- Exercise requirements:
Using the RP1 mutation passage below, answer:
(a) How many affected members of Leeds356 carried the 2029del deletion?
(b) At what age was retinal disease diagnosed in the Moorfields359 individual with Glu700X?
(c) How far from the 3′ end of the RP1 gene is marker D8S2609?

The remaining RP1 mutations that were identified in this study were each found in only one proband. A 1 bp deletion of nucleotide 2303, was identified in one affected member of RFS103 (). This deletion results in five incorrect amino acids after codon 768 with a premature termination codon at 774. This individual has mild disease with equal loss of rod and cone function. A second 1 bp deletion, 2029del, was found in seven affected members of Leeds356 (). This deletion leads to four incorrect amino acids after codon 676 followed by a stop at codon 681. This deletion is of the same nucleotide that is mutated in the Arg677X mutation.
One insertion mutation in RP1 was identified in this study. One proband was tested and found to have a 1 bp insertion (G) between nucleotides 2169 and 2170 (). This insertion leads to three incorrect amino acids after codon 724 followed by a premature stop codon. This individual has moderate disease with onset of visual field problems in childhood.
Two unique nonsense mutations were also identified. One affected member of Moorfields359 was tested and a nonsense mutation, Glu700X (2098G→T), was identified (). This individual has mild retinal disease that was diagnosed at 41 years of age. The second nonsense mutation, Cys744X (2232T→A), was identified in one proband (). This individual first noticed night blindness at 20 years of age.
Other possible disease-causing variants
Two missense variants were detected in affected probands. Leu1808Pro (5423T→C) was found in one affected member of RFS015 and a second variant, Lys663Asn (1989G→T), was detected in one affected member of Moorfields1474. In both instances no additional family members are currently available for testing. The Leu1808Pro was not seen in any of the other 56 probands tested through this region nor in a panel of 91 unaffected controls. The Lys663Asn variant was not seen in any of the other 658 samples tested.
Three previously unidentified variants were found in RP1. An Arg1595Gln (4784G→A) change in exon 4 was identified in one affected proband. Testing of unaffected controls revealed that this variant is present in ~1% of Caucasians, and therefore not a likely cause of disease. A silent substitution in exon 4, Ile2122Ile (6366T→C), was detected in one of the 56 probands tested through this region.
A third variant was identified in the 5′-untranslated region of exon 1. This variant, −315T→C was present in four affected probands, but not seen in any of the unaffected controls. Testing of additional family members in two of the four families revealed that the variant does not segregate with disease.
We designed PCR primers to flank four different microsatellite repeats that were located near the RP1 gene in BAC 18L28. These markers, D8S2607, D8S2608, D8S2609 and D8S2610, are located 3244, 25 314, 46 316 and 51 019 bp, respectively, from the 3′ end of the RP1 gene. Testing of these markers in CEPH parents showed that all four markers were polymorphic.

- Dataset excerpt:
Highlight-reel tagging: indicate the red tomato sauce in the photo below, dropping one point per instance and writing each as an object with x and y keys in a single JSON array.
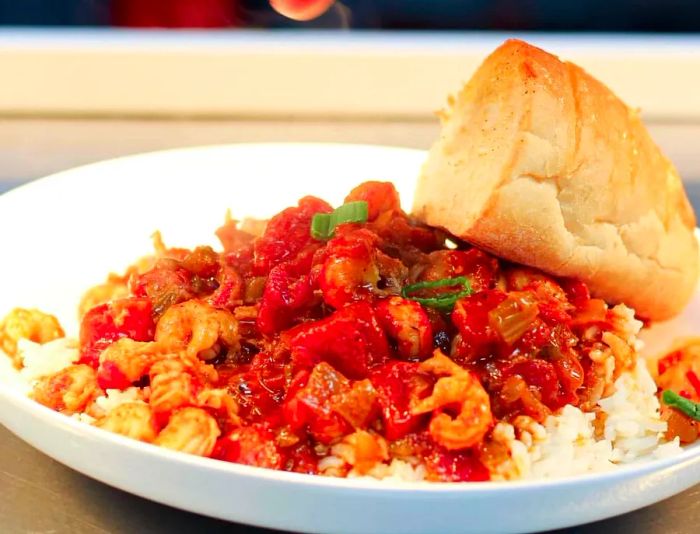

- Answer to this task:
(a) Seven
(b) 41 years
(c) 46 316 bp